[Source data]
#####

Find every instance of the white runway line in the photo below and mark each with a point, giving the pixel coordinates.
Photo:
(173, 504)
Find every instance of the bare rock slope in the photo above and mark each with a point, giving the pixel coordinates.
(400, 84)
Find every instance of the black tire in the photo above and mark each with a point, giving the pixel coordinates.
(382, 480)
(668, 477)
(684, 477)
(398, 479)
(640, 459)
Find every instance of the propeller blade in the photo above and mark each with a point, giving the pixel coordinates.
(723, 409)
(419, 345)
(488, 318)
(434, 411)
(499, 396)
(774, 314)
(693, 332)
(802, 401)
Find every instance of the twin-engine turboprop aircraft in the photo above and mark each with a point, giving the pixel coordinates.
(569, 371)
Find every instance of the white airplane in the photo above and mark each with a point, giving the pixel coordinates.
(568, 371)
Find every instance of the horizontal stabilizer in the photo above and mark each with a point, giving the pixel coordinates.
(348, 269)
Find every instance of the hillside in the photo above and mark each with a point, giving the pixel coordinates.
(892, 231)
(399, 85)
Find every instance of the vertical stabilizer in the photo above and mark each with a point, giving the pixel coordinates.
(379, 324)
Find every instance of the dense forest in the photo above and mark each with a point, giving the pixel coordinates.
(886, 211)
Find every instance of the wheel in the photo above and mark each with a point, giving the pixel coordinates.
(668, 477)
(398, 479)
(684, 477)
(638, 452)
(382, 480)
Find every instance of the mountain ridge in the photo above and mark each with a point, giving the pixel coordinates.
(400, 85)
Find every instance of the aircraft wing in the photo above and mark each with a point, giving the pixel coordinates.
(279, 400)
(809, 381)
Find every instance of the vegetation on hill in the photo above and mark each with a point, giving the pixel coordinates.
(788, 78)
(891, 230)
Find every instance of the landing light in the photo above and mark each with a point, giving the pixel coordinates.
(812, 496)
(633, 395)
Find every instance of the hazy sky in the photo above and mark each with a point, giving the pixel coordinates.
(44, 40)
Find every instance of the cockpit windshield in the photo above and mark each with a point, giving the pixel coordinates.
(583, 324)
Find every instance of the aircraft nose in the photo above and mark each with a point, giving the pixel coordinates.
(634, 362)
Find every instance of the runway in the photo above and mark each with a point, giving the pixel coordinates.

#####

◆ What to do: What's needed is every entry, returned word for word.

◆ Answer space:
Find every instance of the white runway line in the photo below and mark each with a point, giving the pixel coordinates.
Photo:
(173, 504)
Find every instance of the bare rock slope in the photo above and mark each with a point, giving the pixel coordinates.
(400, 84)
Find every instance of the black tire in the photo above and mark each with a point, giving the pixel coordinates.
(382, 480)
(668, 477)
(684, 477)
(398, 479)
(640, 459)
Find every instance of the propeller blade in the photo above and mark each with a point, giving the pixel coordinates.
(723, 409)
(419, 345)
(488, 318)
(434, 411)
(499, 396)
(774, 314)
(693, 332)
(802, 401)
Find every instance of the twin-engine turboprop aircraft in the photo above and mark each with a point, giving the pixel coordinates.
(569, 371)
Find every instance of the white airplane in the photo above and mark each with a point, giving the pixel coordinates.
(568, 371)
Find every instance of the horizontal stabilizer in the photo above and mark each with a point, giving the pixel coordinates.
(348, 269)
Find every instance of the hillside in the photo above and mark each with a point, giving the pixel coordinates.
(892, 231)
(399, 85)
Find every instance of the vertical stabilizer in the photo above and mark each with a point, giving the pixel coordinates.
(379, 324)
Find every instance of the dense forest in the photo above and mark each with a point, giving the pixel coordinates.
(886, 211)
Find every instance of the wheel in the photo above and mark each with a point, giving the pixel coordinates.
(668, 477)
(398, 479)
(684, 477)
(638, 452)
(382, 480)
Find every instance of the mountain ridge in the photo above and mark each with a point, giving the pixel coordinates.
(400, 85)
Find every instance of the aircraft wing in the photo above and mark each with a point, giving the pixel coordinates.
(279, 400)
(809, 381)
Find every instance of the vegetation on hill in the photo above and mark each with a point, giving the pixel coordinates.
(788, 78)
(891, 230)
Find every instance of the landing light in the photo above and mark each with a point, giving the pixel coordinates.
(812, 496)
(633, 395)
Find every instance of the hazy sky in the photo above and mark each with a point, giving the pixel coordinates.
(44, 40)
Find every instance of the cockpit windshield in the photo above and mark each with a point, giving the pixel coordinates.
(583, 324)
Find every instance of the aircraft nose in the photo above and mark each with a point, giving the pixel coordinates.
(634, 362)
Find every instance of the runway in the photo above and mark each with a point, giving the pixel coordinates.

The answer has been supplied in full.